**Enunciado A:**
Transcreve do texto sobre a professora condenada tudo desde "O que a docente" até "cadeiras pelo ar?".

**Excerto do texto:**
-.-.-
Uma professora foi condenada a seis anos de prisão efectiva e a 18 mil euros de indemnização por agressões e maus tratos a uma turma de crianças de seis anos, do 1.º ano. A professora considerou-se inocente e negou os factos, mas os juízes ouviram as crianças e decidiram a pena, uma das razões foi a arguida não mostrar arrependimento. O PÚBLICO foi ler o acordo.
O que a docente fez às crianças vai marcá-las para a vida. Para a vida, repito. E o tribunal também não tem dúvidas disso: "Acresce que os maus tratos contra alunos muito novos não raras vezes acabam por redundar em insucesso escolar e exclusão social, que urge prevenir."
A escola fica na Amadora e na televisão vejo as mães das crianças, são de origem africana. São os mais pobres, aqueles para os quais queremos que a escola seja uma saída para uma vida melhor. Como, se aos seis anos, levam com uma professora que os agride, que atira com a cabeça dos meninos contra o quadro, se lhes bate com o livro de ponto, com um pau de vassoura e atira cadeiras pelo ar?
E o que leio nas redes sociais?
Pessoas a quem reconheço bom senso dizerem coisas como:
"Isto levava-nos a um enorme debate sobre as condições de trabalho que existem actualmente."
Lamento, mas neste caso não se trata de falta de condições de trabalho. Segundo o acordo, a mulher ter-se-á separado do marido, na mesma altura em que o pai morreu. E estes acontecimento podem mitigar "ligeiramente" a culpa da arguida, refere o tribunal. Portanto, estamos a falar do estado de saúde da docente.
Num grupo de professores no Facebook, onde a notícia foi partilhada, os profissionais insurgem-se contra os pais e contra os alunos. Há uma docente que conta que conhece uma educadora de infância que desistiu da profissão porque era agredida por crianças de 3, 4 e 5 anos. A sério? Então estava na profissão errada.
Por muito desestabilizadas que estejam as crianças – porque podem viver no seio de famílias desequilibradas –, o funcionamento do pré-escolar, as actividades, os trabalhos preparados para elas ajudam-nas a ganhar rotinas, a acalmar, a estabilizar, a ter regras.
-.-.-
Entradas de dados recolhidos
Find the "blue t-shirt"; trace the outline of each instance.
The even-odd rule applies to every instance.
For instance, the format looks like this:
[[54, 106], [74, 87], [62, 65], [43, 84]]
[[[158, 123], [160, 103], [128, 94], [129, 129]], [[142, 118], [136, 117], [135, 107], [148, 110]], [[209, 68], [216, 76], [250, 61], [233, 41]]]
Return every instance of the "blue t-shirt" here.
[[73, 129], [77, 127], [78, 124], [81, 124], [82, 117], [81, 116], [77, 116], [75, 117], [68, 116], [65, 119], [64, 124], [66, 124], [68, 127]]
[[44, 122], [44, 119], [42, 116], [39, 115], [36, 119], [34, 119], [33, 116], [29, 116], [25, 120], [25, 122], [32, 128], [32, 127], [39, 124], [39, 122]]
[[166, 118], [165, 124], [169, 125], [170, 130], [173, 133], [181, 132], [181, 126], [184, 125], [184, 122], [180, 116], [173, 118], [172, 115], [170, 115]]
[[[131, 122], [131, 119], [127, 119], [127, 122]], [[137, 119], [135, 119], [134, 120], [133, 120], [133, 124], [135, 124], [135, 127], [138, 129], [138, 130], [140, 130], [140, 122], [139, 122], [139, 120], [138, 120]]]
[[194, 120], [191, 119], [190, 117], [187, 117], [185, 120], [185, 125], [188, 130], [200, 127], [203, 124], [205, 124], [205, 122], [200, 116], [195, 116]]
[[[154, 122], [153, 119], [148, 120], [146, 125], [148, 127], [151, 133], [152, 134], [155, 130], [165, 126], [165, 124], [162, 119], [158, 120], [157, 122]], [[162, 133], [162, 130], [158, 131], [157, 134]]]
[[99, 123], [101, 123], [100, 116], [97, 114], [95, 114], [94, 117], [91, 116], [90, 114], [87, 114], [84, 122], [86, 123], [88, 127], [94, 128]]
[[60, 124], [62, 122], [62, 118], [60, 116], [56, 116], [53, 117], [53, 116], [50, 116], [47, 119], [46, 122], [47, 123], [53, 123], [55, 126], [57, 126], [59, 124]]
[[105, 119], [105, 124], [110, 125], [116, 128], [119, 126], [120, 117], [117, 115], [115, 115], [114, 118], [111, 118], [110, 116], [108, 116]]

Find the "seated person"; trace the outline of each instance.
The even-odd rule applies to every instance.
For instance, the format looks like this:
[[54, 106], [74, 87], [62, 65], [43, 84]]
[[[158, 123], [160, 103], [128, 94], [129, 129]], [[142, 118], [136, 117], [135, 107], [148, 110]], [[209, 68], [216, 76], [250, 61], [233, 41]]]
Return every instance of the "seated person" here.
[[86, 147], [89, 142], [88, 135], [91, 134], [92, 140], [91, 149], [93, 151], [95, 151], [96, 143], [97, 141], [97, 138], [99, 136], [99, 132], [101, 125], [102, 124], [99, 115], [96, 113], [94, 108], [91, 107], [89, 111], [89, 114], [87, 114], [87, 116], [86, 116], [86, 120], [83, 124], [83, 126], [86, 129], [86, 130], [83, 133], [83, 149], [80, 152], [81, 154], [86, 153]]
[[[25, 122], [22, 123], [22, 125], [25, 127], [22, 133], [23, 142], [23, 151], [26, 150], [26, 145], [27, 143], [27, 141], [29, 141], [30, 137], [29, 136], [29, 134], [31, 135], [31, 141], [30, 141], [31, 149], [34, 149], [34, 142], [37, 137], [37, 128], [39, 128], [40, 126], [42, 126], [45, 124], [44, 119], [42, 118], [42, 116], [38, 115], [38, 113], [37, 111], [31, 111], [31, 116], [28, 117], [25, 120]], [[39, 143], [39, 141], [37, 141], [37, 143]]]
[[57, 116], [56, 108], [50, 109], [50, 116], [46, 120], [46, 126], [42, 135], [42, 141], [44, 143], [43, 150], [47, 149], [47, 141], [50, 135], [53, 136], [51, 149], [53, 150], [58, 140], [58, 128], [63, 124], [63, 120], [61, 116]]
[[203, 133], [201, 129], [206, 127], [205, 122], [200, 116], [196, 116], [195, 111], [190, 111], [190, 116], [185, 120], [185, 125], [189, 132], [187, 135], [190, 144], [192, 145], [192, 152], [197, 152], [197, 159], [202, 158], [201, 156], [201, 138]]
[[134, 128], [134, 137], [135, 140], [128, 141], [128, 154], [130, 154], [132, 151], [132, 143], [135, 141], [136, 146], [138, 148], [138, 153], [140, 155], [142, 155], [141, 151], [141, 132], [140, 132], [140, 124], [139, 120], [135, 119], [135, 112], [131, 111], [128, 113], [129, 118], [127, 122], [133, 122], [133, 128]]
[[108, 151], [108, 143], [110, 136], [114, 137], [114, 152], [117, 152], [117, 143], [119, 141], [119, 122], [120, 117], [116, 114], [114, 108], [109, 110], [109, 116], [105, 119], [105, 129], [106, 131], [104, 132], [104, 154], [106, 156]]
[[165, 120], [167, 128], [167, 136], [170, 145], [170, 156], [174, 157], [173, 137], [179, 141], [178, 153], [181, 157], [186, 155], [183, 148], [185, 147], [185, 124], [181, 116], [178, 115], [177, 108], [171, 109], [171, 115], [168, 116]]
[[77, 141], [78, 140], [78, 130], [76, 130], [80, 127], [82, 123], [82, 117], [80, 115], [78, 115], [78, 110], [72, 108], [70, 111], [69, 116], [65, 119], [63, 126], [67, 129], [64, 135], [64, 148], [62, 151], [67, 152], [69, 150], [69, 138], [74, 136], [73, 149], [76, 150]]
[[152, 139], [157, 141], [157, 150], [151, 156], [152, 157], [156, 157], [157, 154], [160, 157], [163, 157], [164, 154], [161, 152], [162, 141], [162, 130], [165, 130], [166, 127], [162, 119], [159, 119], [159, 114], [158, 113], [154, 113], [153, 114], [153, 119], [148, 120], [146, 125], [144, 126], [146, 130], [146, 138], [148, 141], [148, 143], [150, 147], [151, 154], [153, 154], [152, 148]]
-.-.-
**Enunciado B:**
Atualiza os registos desde o seu início até à linha que contém "131], [157, 134]]]", ambas incluídas, trocando "blue t-shirt" por "navy t-shirt" e mantendo tudo o resto igual.

**Resposta A:**
O que a docente fez às crianças vai marcá-las para a vida. Para a vida, repito. E o tribunal também não tem dúvidas disso: "Acresce que os maus tratos contra alunos muito novos não raras vezes acabam por redundar em insucesso escolar e exclusão social, que urge prevenir."
A escola fica na Amadora e na televisão vejo as mães das crianças, são de origem africana. São os mais pobres, aqueles para os quais queremos que a escola seja uma saída para uma vida melhor. Como, se aos seis anos, levam com uma professora que os agride, que atira com a cabeça dos meninos contra o quadro, se lhes bate com o livro de ponto, com um pau de vassoura e atira cadeiras pelo ar?

**Resposta B:**
Find the "navy t-shirt"; trace the outline of each instance.
The even-odd rule applies to every instance.
For instance, the format looks like this:
[[54, 106], [74, 87], [62, 65], [43, 84]]
[[[158, 123], [160, 103], [128, 94], [129, 129]], [[142, 118], [136, 117], [135, 107], [148, 110]], [[209, 68], [216, 76], [250, 61], [233, 41]]]
Return every instance of the "navy t-shirt" here.
[[73, 129], [77, 127], [78, 124], [81, 124], [82, 117], [81, 116], [77, 116], [75, 117], [68, 116], [65, 119], [64, 124], [66, 124], [68, 127]]
[[44, 122], [44, 119], [42, 116], [39, 115], [36, 119], [34, 119], [33, 116], [29, 116], [25, 120], [25, 122], [32, 128], [32, 127], [39, 124], [39, 122]]
[[166, 118], [165, 124], [169, 125], [170, 130], [173, 133], [181, 132], [181, 126], [184, 125], [184, 122], [180, 116], [173, 118], [172, 115], [170, 115]]
[[[131, 122], [131, 119], [127, 119], [127, 122]], [[137, 119], [135, 119], [134, 120], [133, 120], [133, 124], [135, 124], [135, 127], [138, 129], [138, 130], [140, 130], [140, 122], [139, 122], [139, 120], [138, 120]]]
[[194, 120], [191, 119], [190, 117], [187, 117], [185, 120], [185, 125], [188, 130], [200, 127], [203, 124], [205, 124], [205, 122], [200, 116], [195, 116]]
[[[154, 122], [153, 119], [148, 120], [146, 125], [148, 127], [151, 133], [152, 134], [155, 130], [165, 126], [165, 124], [162, 119], [158, 120], [157, 122]], [[162, 133], [162, 130], [158, 131], [157, 134]]]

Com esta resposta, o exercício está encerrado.